══ EXERCISE INPUTS ══
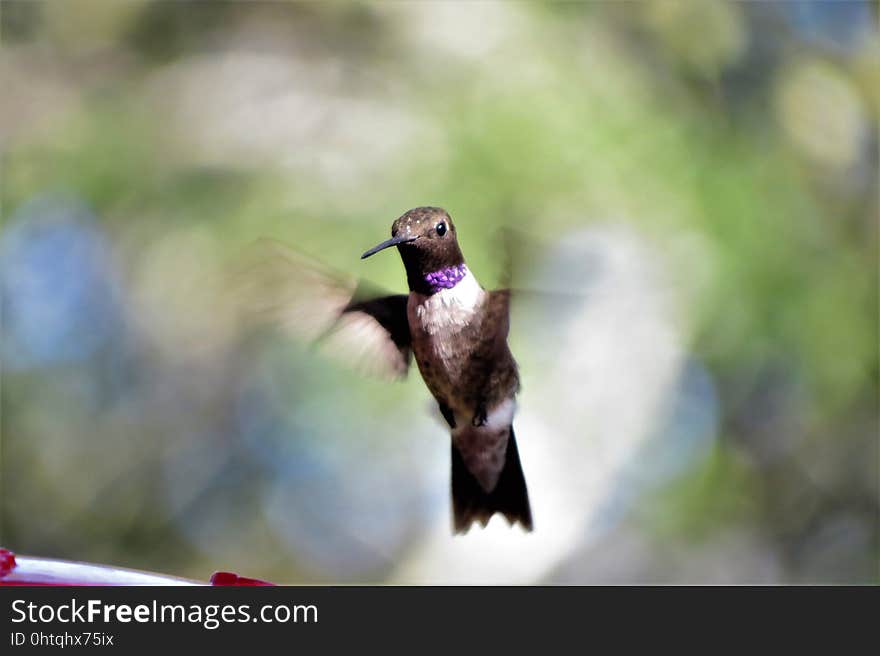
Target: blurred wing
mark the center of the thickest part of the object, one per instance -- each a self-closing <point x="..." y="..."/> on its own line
═══
══ EXERCISE INPUTS ══
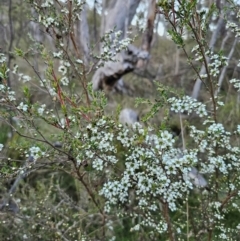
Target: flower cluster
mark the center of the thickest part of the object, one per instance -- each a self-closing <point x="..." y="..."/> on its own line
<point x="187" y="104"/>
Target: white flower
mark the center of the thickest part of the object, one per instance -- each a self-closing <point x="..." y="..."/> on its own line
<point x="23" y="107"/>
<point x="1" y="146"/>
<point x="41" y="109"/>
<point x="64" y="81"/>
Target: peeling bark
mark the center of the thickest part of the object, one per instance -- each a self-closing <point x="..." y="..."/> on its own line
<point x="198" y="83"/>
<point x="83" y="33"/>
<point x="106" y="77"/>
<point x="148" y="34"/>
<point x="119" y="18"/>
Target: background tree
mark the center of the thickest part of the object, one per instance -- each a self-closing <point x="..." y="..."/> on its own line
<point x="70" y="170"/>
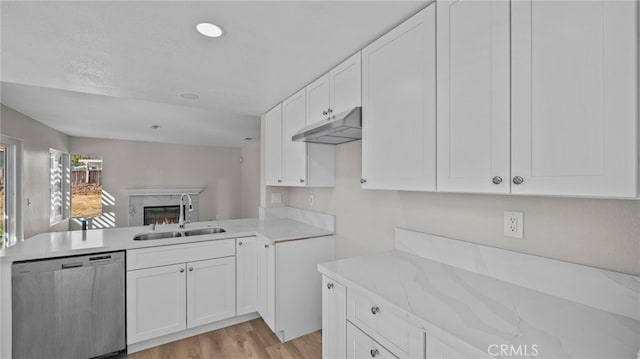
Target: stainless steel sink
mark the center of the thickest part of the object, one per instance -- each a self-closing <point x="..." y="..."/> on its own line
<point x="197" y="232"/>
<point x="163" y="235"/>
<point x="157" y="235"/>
═══
══ EXERCISE INPUTS ══
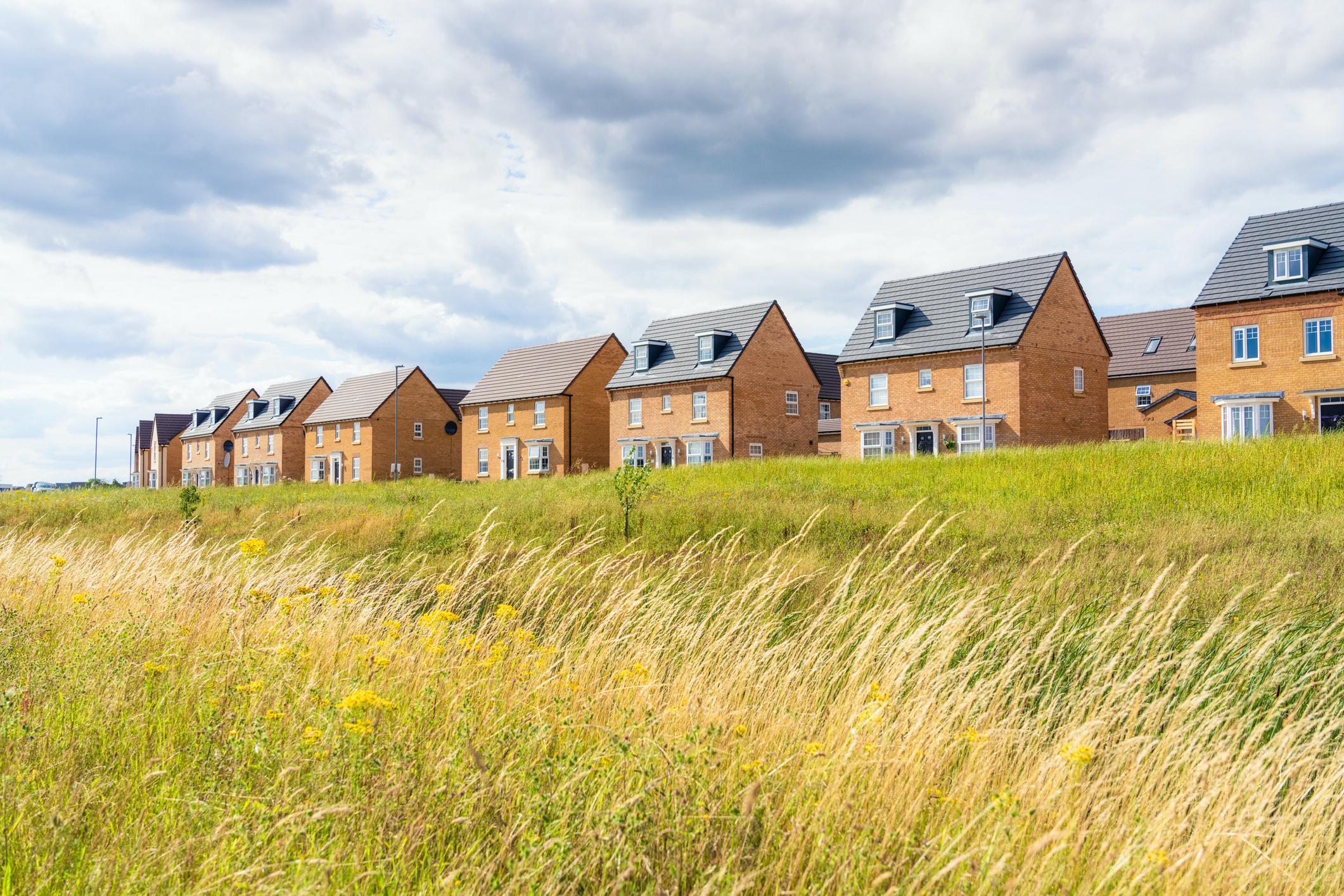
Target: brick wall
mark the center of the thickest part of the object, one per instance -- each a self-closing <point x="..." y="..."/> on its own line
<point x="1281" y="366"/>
═══
Find each line in the records above that contains the string "Target", and copy those lines out in full.

● **COMPLETE RESPONSE**
Target: blurred wing
Target: flower cluster
Target: white flower
Target: peeling bark
Target: background tree
Target: stainless steel sink
Target: brick wall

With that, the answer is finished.